AUFGABE 1 :: Gib den Kommentar zum Asylstreit in der Union von „Aber der gesellschaftliche“ bis einschließlich „offener Rassismus befeuert.“ wortgetreu wieder.

AUSGANGSTEXT ::
────────────────────────────────────────

Kommentar Asylstreit in der Union: Der Schaden ist längst angerichtet
Der große Knall zwischen CDU und CSU ist ausgeblieben. Dennoch war der Streit fatal. Er nährte latente Ängste – und befeuerte offenen Rassismus.
J etzt wird Horst Seehofer wohl doch noch eine Weile mit der Frau arbeiten müssen. Der Innenminister hat Angela Merkel eine Zwei-Wochen-Frist eingeräumt. Dann soll sie vom EU-Gipfel mit einem Plan zurückkommen, der regelt, wann Geflüchtete künftig an den deutschen Grenzen abgewiesen werden. Seehofer verzichtet also auf den Alleingang, CDU und CSU bleiben vorerst vereint und die Regierung arbeitet weiter. Der große Knall ist ausgeblieben.
Aber der gesellschaftliche Schaden ist längst angerichtet. Seit acht Tagen redet das CSU-Dreigestirn Horst Seehofer, Alexander Dobrindt und Markus Söder einen nationalen Notstand herbei. Die Rede ist von Asyltourismus, kriminellen Ausländern und einem überfälligen Zeichen, das angeblich endlich gesetzt werden müsste. Insinuiert wird beim Thema Migration dramatischer Zeitdruck. Keine zwei Wochen kann man mehr damit warten, die Grenzübergänge zu schließen. So entsteht via Semantik ein Bild eines Deutschlands, das von Fremden geflutet wird. Vorhandene Ressentiments werden da bedient, latente Ängste genährt und offener Rassismus befeuert.

────────────────────────────────────────

ZU BEARBEITENDES MATERIAL ::
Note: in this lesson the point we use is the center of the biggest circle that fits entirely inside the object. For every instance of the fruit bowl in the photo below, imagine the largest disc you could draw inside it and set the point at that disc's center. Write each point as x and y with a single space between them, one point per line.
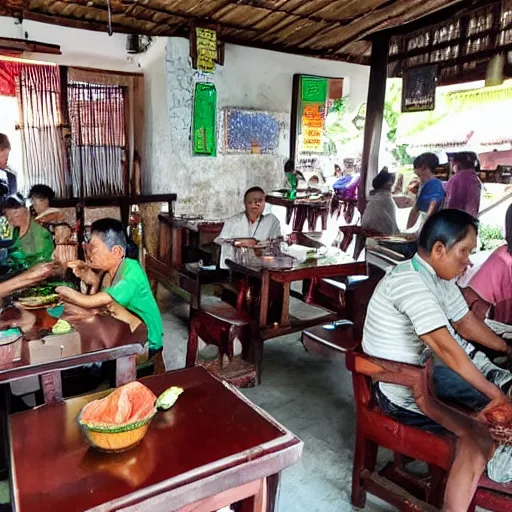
116 439
120 421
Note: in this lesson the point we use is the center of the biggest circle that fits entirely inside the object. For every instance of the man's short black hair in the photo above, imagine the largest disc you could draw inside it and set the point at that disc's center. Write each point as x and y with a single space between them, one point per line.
448 227
111 231
429 160
43 191
253 189
13 202
466 159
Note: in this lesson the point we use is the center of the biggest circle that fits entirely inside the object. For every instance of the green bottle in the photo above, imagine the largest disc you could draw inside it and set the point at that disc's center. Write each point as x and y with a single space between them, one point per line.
292 178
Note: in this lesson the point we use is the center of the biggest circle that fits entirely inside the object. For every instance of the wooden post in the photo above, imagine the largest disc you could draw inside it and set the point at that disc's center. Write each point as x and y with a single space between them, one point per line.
374 115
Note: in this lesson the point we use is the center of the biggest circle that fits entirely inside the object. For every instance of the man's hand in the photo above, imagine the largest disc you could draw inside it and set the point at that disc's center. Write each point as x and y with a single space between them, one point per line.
84 272
249 242
451 353
39 272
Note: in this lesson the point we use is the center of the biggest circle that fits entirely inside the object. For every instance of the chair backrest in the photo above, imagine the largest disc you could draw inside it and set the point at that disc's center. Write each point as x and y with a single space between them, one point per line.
356 303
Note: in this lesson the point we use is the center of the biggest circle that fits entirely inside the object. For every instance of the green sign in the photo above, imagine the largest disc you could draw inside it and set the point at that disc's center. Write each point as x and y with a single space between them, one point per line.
204 138
313 89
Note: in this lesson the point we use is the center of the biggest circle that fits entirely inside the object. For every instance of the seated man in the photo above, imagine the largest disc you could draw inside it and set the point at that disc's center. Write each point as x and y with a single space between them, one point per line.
128 297
250 224
32 243
416 310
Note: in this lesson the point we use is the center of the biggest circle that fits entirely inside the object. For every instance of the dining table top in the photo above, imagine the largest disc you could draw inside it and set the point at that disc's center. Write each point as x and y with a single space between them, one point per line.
308 197
211 440
285 266
94 339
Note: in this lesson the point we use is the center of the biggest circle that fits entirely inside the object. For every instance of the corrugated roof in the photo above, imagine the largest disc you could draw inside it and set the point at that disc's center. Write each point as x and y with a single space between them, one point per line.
334 29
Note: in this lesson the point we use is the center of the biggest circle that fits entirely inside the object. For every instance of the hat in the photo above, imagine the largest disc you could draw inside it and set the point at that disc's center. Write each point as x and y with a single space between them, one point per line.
383 178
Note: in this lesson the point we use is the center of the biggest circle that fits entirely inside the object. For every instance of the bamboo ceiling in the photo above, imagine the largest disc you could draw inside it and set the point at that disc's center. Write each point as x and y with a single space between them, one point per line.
333 29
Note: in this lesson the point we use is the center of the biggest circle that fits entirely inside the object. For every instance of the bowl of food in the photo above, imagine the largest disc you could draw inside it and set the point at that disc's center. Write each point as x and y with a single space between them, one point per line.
120 421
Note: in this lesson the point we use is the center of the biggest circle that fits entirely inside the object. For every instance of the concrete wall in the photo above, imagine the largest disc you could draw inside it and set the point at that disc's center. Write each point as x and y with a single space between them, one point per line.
82 48
250 78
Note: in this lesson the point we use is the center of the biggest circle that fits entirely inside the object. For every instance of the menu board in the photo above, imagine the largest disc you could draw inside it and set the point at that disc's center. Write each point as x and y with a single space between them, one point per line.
313 98
419 89
313 89
204 122
313 127
206 49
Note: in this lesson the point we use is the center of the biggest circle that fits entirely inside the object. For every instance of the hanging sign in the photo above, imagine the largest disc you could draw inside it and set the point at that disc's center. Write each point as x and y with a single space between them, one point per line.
314 89
203 129
313 127
419 89
204 51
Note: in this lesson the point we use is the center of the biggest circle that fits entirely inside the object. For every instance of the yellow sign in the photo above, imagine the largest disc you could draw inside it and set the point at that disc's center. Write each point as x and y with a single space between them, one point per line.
312 128
206 48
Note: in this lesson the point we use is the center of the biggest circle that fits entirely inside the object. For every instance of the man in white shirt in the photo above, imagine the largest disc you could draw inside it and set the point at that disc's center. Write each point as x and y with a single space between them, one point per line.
416 310
252 224
6 174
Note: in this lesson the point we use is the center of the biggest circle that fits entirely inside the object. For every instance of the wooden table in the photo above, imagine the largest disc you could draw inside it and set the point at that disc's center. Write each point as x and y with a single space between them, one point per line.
272 280
181 241
213 448
99 338
303 207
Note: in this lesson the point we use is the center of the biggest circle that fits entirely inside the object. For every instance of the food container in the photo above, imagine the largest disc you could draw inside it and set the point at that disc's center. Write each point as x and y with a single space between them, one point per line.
119 439
114 438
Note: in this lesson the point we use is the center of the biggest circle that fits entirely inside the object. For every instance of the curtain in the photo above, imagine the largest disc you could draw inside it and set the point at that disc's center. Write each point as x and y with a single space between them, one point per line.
98 139
8 74
44 158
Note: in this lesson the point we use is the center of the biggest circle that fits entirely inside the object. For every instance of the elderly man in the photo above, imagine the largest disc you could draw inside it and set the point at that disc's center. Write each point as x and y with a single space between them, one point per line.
129 297
416 310
251 224
6 174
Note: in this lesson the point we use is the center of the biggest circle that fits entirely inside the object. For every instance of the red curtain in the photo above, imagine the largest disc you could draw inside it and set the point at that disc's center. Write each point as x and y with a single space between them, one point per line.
8 74
44 157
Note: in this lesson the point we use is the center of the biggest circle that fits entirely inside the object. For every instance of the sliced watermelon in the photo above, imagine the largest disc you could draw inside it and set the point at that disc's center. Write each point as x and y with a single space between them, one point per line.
128 404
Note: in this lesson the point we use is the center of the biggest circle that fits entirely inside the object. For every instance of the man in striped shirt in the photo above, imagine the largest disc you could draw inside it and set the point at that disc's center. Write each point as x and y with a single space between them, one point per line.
417 311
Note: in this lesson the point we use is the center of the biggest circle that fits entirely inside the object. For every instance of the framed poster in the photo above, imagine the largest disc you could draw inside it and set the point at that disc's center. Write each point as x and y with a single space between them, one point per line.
250 132
419 89
204 120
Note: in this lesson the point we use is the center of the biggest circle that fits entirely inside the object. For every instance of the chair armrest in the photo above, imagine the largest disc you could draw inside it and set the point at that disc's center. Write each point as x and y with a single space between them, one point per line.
418 379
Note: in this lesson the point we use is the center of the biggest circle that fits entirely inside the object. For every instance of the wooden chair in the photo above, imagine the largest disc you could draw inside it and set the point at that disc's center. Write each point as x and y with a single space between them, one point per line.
347 337
218 323
375 429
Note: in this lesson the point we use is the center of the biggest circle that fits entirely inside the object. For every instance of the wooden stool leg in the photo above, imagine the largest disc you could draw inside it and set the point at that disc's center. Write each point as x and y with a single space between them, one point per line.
52 387
192 345
126 370
437 486
365 457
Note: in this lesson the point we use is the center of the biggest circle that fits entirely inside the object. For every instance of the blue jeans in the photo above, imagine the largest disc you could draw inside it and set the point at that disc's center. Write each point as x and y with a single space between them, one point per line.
449 387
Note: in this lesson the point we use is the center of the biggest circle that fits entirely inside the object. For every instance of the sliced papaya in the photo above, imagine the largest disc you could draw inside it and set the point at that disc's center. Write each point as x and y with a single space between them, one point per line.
130 403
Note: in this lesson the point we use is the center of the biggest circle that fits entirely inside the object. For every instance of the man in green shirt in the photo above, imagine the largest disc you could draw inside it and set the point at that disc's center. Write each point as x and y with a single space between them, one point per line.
129 296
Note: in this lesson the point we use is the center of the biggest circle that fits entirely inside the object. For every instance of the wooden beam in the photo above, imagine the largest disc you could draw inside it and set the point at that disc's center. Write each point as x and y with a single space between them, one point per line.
374 115
184 16
26 45
76 23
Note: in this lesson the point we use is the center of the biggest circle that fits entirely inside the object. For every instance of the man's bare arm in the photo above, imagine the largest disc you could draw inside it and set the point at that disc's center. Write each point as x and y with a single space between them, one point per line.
473 329
97 300
451 353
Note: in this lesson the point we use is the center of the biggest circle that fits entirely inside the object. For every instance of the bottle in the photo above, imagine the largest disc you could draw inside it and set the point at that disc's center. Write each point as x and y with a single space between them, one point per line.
292 178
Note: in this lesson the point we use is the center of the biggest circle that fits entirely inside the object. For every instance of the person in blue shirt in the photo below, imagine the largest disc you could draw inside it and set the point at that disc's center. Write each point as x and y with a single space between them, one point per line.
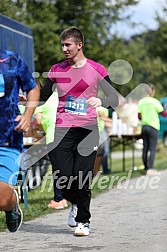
14 76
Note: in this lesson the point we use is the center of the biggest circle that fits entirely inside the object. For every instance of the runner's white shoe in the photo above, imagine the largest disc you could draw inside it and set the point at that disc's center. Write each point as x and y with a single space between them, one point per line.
82 229
72 215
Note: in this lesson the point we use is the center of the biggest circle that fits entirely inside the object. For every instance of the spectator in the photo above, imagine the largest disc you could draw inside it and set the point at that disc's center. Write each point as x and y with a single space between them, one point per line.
149 109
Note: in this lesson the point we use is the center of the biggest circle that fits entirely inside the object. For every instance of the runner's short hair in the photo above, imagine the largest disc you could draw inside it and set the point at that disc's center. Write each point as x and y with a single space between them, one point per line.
72 32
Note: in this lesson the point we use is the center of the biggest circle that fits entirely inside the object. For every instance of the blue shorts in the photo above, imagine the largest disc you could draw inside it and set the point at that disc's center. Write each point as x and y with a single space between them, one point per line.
9 165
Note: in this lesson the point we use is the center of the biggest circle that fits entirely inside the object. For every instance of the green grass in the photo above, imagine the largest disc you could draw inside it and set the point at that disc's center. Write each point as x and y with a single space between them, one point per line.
38 200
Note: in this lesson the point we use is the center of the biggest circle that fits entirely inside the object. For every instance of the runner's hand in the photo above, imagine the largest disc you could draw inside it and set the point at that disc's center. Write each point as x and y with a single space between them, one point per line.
94 102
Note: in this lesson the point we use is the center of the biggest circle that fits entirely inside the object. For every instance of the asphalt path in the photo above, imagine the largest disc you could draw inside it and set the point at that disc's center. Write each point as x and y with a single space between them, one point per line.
131 217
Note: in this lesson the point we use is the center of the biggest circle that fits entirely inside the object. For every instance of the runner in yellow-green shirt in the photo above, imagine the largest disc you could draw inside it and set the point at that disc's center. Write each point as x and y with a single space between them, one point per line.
149 109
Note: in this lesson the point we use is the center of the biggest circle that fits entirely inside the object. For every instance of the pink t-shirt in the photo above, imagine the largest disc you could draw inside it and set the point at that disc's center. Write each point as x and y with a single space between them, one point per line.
75 86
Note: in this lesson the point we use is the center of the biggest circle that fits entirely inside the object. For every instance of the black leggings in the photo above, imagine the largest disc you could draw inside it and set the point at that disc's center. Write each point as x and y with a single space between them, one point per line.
150 137
73 158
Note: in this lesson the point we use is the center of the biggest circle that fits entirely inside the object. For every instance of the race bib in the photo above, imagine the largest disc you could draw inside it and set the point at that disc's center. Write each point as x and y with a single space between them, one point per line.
76 105
2 86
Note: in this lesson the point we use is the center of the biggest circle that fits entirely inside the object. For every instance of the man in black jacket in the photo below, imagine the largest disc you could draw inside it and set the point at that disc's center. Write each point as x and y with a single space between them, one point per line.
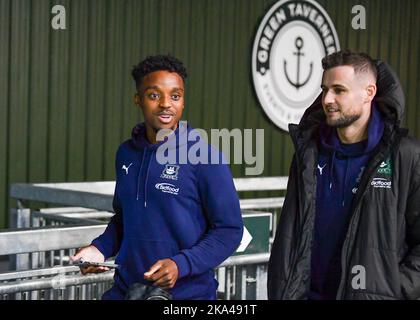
350 224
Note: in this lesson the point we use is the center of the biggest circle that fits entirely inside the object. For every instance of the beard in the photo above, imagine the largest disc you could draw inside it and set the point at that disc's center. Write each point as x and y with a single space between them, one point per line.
343 121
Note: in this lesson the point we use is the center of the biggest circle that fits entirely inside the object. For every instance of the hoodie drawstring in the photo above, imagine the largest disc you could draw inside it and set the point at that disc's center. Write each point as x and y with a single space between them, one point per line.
345 182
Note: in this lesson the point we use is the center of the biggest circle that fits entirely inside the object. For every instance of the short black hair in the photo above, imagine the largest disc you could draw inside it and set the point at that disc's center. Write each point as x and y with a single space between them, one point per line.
158 63
361 62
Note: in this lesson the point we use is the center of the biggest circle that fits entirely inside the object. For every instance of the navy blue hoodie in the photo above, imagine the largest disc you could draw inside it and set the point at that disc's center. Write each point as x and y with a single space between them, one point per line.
186 212
339 170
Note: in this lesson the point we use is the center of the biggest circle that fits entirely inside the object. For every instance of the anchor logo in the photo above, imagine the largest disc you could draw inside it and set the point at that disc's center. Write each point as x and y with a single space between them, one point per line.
297 84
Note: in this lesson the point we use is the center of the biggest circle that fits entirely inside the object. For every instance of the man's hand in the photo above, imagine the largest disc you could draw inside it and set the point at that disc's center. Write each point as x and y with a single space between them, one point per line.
90 254
163 273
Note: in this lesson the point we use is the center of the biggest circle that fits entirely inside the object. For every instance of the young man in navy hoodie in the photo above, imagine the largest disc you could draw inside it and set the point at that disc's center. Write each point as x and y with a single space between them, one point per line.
173 223
350 224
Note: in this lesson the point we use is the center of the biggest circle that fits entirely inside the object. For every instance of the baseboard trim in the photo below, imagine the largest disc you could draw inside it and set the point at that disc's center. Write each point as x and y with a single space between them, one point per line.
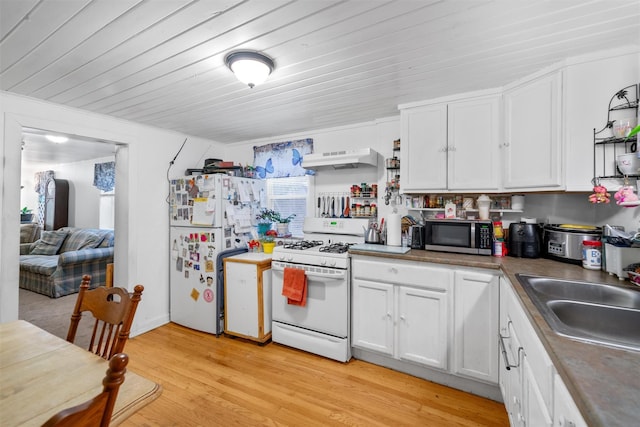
470 386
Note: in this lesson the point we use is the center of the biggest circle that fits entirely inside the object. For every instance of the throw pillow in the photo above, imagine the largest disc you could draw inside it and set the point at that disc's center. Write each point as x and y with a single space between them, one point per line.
49 243
81 239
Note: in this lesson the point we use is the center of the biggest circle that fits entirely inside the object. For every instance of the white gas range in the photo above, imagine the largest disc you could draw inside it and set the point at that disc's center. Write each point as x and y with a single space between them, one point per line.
322 326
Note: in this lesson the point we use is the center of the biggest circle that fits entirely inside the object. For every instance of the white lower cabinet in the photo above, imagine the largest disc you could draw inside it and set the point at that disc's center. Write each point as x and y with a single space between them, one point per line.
442 317
565 411
475 320
533 392
372 316
422 326
401 309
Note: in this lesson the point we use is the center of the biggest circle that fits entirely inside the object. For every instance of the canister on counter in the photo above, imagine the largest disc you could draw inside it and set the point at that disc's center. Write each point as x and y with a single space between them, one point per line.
592 254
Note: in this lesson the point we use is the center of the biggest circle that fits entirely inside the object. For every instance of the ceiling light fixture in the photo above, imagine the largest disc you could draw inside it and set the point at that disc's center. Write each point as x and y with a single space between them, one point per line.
251 68
58 139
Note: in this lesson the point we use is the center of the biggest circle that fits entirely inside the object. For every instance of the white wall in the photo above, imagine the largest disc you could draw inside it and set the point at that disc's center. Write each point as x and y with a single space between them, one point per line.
141 248
378 135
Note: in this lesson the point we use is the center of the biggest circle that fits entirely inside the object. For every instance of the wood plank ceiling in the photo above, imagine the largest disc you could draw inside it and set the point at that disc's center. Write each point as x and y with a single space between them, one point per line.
161 62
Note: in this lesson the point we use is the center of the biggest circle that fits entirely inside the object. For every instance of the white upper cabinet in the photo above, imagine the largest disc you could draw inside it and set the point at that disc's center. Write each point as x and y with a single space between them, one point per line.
474 140
423 157
532 150
451 145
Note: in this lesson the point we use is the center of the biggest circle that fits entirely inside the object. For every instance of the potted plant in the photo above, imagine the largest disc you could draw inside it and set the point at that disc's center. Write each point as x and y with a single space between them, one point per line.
26 215
267 217
269 241
282 223
265 220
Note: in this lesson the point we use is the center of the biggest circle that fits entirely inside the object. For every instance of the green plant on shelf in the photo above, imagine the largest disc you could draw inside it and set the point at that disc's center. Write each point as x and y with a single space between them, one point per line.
633 132
269 236
270 216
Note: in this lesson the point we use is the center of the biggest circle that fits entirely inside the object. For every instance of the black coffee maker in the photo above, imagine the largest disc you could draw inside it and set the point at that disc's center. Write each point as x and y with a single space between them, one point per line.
417 236
524 240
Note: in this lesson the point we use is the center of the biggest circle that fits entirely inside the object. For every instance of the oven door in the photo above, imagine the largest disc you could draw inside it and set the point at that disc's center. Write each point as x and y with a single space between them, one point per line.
327 308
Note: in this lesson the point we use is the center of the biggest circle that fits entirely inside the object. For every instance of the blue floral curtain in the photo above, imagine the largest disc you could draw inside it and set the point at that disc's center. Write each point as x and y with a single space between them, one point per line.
104 176
282 159
41 179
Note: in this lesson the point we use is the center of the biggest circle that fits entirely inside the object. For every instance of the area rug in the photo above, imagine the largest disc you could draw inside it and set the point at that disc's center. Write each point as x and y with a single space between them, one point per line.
54 315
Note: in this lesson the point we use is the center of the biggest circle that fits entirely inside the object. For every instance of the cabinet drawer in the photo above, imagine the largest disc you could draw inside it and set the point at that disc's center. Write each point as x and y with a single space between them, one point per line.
403 273
538 359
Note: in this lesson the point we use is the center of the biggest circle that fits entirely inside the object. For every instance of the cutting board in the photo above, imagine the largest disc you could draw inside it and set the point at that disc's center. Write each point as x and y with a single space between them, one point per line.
380 248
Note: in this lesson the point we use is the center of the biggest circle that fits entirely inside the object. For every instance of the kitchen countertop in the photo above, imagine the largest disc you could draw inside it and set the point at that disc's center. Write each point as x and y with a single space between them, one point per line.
603 381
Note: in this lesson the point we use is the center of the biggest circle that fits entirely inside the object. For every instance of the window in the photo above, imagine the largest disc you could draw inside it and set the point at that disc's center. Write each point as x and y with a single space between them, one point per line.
290 196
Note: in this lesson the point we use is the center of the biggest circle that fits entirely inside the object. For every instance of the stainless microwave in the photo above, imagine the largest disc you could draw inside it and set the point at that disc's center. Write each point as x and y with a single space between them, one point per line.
459 235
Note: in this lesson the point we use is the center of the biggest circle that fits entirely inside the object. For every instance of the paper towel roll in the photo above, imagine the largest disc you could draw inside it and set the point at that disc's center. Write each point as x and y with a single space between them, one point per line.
394 230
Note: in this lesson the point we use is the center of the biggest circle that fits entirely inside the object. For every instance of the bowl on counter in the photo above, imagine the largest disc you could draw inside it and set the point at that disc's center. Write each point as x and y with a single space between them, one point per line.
622 127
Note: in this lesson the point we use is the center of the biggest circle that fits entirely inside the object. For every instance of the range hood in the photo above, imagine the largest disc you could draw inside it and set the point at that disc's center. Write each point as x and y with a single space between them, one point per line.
343 159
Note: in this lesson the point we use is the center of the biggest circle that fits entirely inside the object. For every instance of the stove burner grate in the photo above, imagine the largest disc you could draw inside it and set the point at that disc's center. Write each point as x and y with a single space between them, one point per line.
336 248
303 244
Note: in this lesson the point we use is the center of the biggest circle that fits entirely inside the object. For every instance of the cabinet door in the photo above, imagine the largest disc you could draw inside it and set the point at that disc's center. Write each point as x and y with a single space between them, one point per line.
535 408
565 411
423 157
423 326
532 148
372 316
473 148
241 298
475 306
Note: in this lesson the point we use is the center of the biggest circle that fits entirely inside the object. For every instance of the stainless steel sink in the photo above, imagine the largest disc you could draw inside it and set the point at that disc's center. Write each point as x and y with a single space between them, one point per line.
592 312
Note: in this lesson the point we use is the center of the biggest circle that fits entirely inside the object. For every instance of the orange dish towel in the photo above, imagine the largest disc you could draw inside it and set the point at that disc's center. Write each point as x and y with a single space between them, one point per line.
294 286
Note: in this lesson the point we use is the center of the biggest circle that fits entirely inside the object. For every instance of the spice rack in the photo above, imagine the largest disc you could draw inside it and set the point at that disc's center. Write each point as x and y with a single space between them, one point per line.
393 173
363 201
605 146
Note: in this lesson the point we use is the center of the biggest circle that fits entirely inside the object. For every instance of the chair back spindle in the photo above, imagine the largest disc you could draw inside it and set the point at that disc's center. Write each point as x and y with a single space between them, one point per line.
113 309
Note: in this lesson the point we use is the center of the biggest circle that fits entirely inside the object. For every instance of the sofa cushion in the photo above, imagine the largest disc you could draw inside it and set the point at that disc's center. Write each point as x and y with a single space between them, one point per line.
39 264
29 233
81 239
49 243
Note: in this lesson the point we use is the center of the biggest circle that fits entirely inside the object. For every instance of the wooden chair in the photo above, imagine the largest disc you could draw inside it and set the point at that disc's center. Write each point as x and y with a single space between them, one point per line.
113 309
97 411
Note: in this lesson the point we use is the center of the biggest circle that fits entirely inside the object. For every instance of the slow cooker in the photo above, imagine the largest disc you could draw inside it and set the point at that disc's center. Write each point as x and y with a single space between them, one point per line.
563 242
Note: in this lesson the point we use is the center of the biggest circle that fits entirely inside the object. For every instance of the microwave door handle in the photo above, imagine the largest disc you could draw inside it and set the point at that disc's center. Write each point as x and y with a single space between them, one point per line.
472 230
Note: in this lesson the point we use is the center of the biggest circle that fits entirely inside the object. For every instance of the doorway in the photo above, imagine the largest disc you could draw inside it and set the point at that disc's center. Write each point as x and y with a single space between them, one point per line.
73 160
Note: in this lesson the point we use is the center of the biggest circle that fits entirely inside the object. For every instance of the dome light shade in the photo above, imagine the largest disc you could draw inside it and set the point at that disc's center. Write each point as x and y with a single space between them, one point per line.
251 68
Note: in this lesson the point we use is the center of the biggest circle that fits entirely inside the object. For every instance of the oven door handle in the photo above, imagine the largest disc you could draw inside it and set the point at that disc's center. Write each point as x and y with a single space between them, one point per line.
331 276
325 276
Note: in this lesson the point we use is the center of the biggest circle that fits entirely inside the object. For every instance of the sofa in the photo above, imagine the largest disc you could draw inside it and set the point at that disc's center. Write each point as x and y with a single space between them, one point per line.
54 264
29 233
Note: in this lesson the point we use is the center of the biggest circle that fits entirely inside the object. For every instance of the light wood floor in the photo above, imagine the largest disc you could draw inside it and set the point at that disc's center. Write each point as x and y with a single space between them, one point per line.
209 381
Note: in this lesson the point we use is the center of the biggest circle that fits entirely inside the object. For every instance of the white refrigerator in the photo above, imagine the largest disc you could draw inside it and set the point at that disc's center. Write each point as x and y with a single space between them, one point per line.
209 215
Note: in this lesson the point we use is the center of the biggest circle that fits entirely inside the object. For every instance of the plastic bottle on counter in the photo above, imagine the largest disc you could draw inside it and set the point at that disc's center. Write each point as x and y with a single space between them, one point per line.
592 254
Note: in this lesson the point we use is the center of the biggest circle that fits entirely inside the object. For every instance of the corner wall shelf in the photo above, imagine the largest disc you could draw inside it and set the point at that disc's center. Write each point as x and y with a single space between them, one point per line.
612 145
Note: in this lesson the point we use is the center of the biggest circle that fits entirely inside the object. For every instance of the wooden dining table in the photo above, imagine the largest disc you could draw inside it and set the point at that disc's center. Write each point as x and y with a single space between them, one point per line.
41 374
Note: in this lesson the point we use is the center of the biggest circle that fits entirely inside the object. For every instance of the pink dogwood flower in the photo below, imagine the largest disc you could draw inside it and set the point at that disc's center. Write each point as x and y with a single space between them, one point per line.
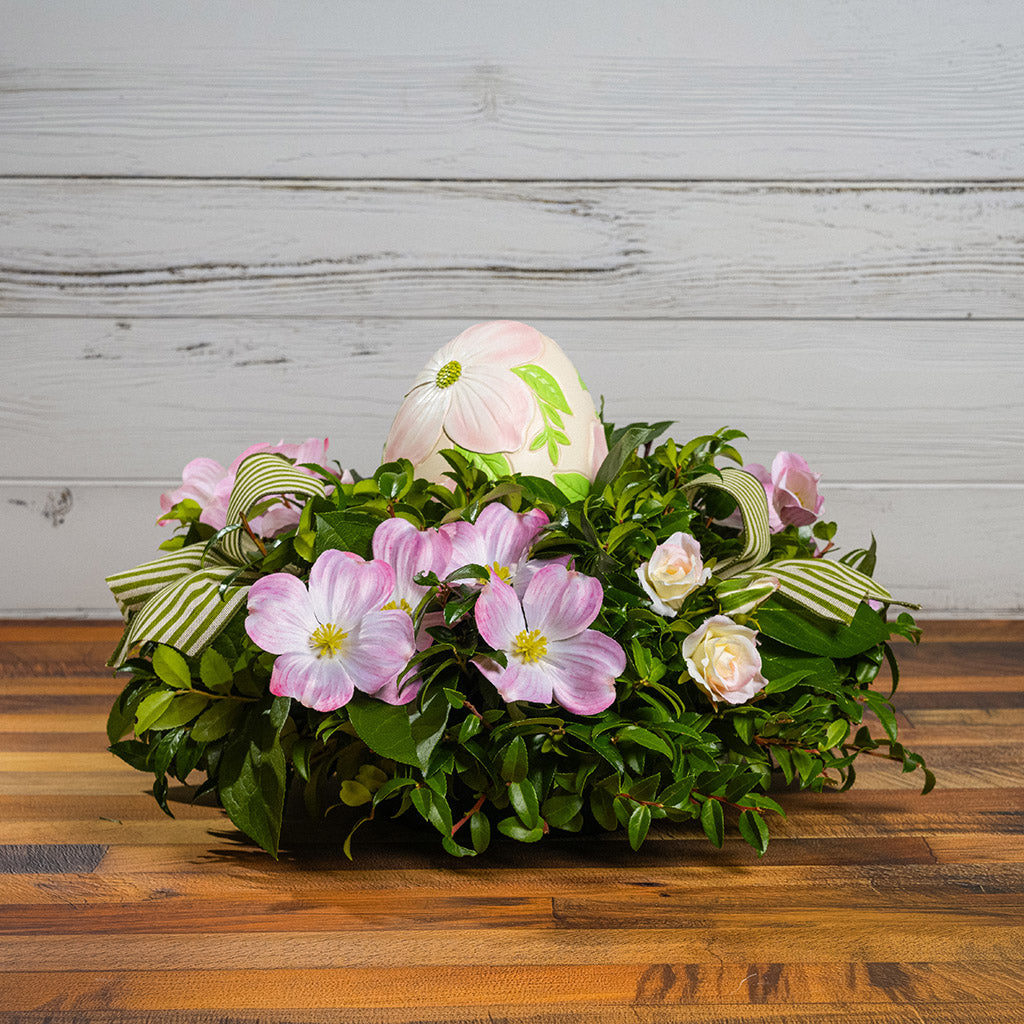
500 541
335 637
410 551
552 655
792 491
209 484
468 393
795 495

────────────────────────────────────────

AUFGABE 2 :: Gib an, wie viele Zeilen der Auflistung die Zeichenfolge „bowl“ enthalten, wobei Groß- und Kleinschreibung zählt. Antworte nur mit der Zahl.

VOLLSTÄNDIGE AUSGABE 1 ::
Aber der gesellschaftliche Schaden ist längst angerichtet. Seit acht Tagen redet das CSU-Dreigestirn Horst Seehofer, Alexander Dobrindt und Markus Söder einen nationalen Notstand herbei. Die Rede ist von Asyltourismus, kriminellen Ausländern und einem überfälligen Zeichen, das angeblich endlich gesetzt werden müsste. Insinuiert wird beim Thema Migration dramatischer Zeitdruck. Keine zwei Wochen kann man mehr damit warten, die Grenzübergänge zu schließen. So entsteht via Semantik ein Bild eines Deutschlands, das von Fremden geflutet wird. Vorhandene Ressentiments werden da bedient, latente Ängste genährt und offener Rassismus befeuert.

VOLLSTÄNDIGE AUSGABE 2 :: 3